SUPPLIED MATERIAL Start Marker

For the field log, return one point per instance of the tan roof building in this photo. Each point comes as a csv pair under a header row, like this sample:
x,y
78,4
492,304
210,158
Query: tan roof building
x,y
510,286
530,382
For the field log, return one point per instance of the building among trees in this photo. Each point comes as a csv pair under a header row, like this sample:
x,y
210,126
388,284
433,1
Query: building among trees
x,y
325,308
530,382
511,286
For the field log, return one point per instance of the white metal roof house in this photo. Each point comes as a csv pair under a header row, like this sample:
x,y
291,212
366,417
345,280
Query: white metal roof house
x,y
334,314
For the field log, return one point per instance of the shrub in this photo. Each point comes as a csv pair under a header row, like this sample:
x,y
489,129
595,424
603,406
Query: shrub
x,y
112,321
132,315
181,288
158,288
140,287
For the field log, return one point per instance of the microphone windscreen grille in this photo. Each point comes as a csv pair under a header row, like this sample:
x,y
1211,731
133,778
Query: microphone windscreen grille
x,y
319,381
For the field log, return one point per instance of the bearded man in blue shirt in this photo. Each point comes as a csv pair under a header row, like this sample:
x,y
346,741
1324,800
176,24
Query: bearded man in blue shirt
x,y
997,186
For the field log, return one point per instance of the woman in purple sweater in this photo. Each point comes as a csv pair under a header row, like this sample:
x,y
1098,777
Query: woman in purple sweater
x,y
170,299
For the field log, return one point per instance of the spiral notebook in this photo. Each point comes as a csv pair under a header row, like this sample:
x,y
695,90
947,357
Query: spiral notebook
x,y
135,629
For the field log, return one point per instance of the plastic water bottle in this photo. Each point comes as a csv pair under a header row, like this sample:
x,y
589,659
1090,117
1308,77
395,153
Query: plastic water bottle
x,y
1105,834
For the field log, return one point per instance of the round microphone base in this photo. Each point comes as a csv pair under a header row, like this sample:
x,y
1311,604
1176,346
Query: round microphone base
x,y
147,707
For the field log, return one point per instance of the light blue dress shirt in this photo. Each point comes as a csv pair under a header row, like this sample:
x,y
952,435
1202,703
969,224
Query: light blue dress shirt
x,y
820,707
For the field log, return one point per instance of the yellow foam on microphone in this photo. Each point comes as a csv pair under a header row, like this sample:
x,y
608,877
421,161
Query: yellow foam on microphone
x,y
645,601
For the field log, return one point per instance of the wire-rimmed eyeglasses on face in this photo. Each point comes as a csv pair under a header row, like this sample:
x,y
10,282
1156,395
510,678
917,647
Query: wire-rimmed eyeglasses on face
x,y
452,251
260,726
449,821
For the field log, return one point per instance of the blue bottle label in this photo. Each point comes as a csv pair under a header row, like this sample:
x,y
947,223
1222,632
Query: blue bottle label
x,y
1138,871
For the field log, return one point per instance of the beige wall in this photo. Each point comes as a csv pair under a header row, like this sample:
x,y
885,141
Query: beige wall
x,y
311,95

SUPPLIED MATERIAL End Marker

# EXERCISE GOAL
The entries are to be duplicated exactly, with nothing changed.

# RESPONSE AREA
For the field log, return one point per instance of the tan roof building in this photo. Each point comes as a csv pair under a header row, like this sample:
x,y
78,4
492,304
210,158
Query: tan roof building
x,y
510,286
530,382
For the field log, return one point per instance of the building among trees in this photo. Each point comes as a csv pair under a header row, like this sample:
x,y
210,126
388,284
433,1
Query: building among trees
x,y
325,308
530,382
511,286
For the field log, return one point per instance of the white metal roof house in this photo. Each point comes as a csv pair under a header row, like this sample:
x,y
291,212
366,417
345,280
Query: white metal roof house
x,y
334,314
For the field log, return one point per instance of the shrub in this photo. Each point comes as a csv pair under a header row, like this sample:
x,y
489,129
595,424
603,406
Query: shrub
x,y
112,321
132,315
181,288
158,288
140,287
For the field log, return one point per instance of the microphone windscreen grille in this photo. Each point comes as a csv pair under a header row, like this sample:
x,y
1211,731
133,778
Query: microphone windscreen grille
x,y
319,381
For the field log, return one point per instance of the bearded man in blue shirt in this photo. Each point comes as a csv pair under a header row, like this sample:
x,y
346,741
1324,800
176,24
Query: bearded man in blue shirt
x,y
997,186
For the field log, return one point per instance of the woman in purple sweater in this photo. Each point comes as a csv pair under a header row, like this sample:
x,y
1098,777
Query: woman in purple sweater
x,y
170,299
For the field log, return one point per instance of the spiral notebook in this photo. Each point comes as a csv pair under a header row, like this sample:
x,y
695,90
947,357
Query: spiral notebook
x,y
135,629
For the field log, return one point per instance of the plastic water bottle in this photo. Each point comes as a csv pair under a header row, like this sample:
x,y
589,659
1090,117
1308,77
395,153
Query: plastic water bottle
x,y
1105,834
For the field log, return one point per instance of the round microphone base in this photo. Each point comes as a csv pair under a header row, like this sample:
x,y
1311,604
1176,346
Query: round microphone base
x,y
147,707
For the field log, return one point per instance of the light blue dress shirt in this photo. Each point comes as a csv pair under a header row, like this sample:
x,y
952,435
1202,703
969,224
Query: light blue dress shirt
x,y
820,707
For the field log, return one point per instance of the yellow foam on microphone in this photo. Each point comes as a csv pair under a header row, like this sample:
x,y
608,877
421,161
Query: yellow foam on microphone
x,y
645,601
For the field log, return one point per instance of the wire-rimmed eyeglasses on face in this photo. Each point comes as a csv pair under a header row, like this sample:
x,y
10,282
1156,395
510,678
917,647
Query: wire-rimmed eyeglasses on face
x,y
452,251
260,726
449,821
For the field log, return one point per instance of the blue bottle label in this photo. Each point comes as a csv pair under a header row, like this sample:
x,y
947,223
1222,632
Query: blue bottle label
x,y
1138,871
For the field log, return one point per instance of the beige wall in this photo. Each point comes as a csv pair under a header row, like this sample:
x,y
885,141
Query: beige wall
x,y
311,95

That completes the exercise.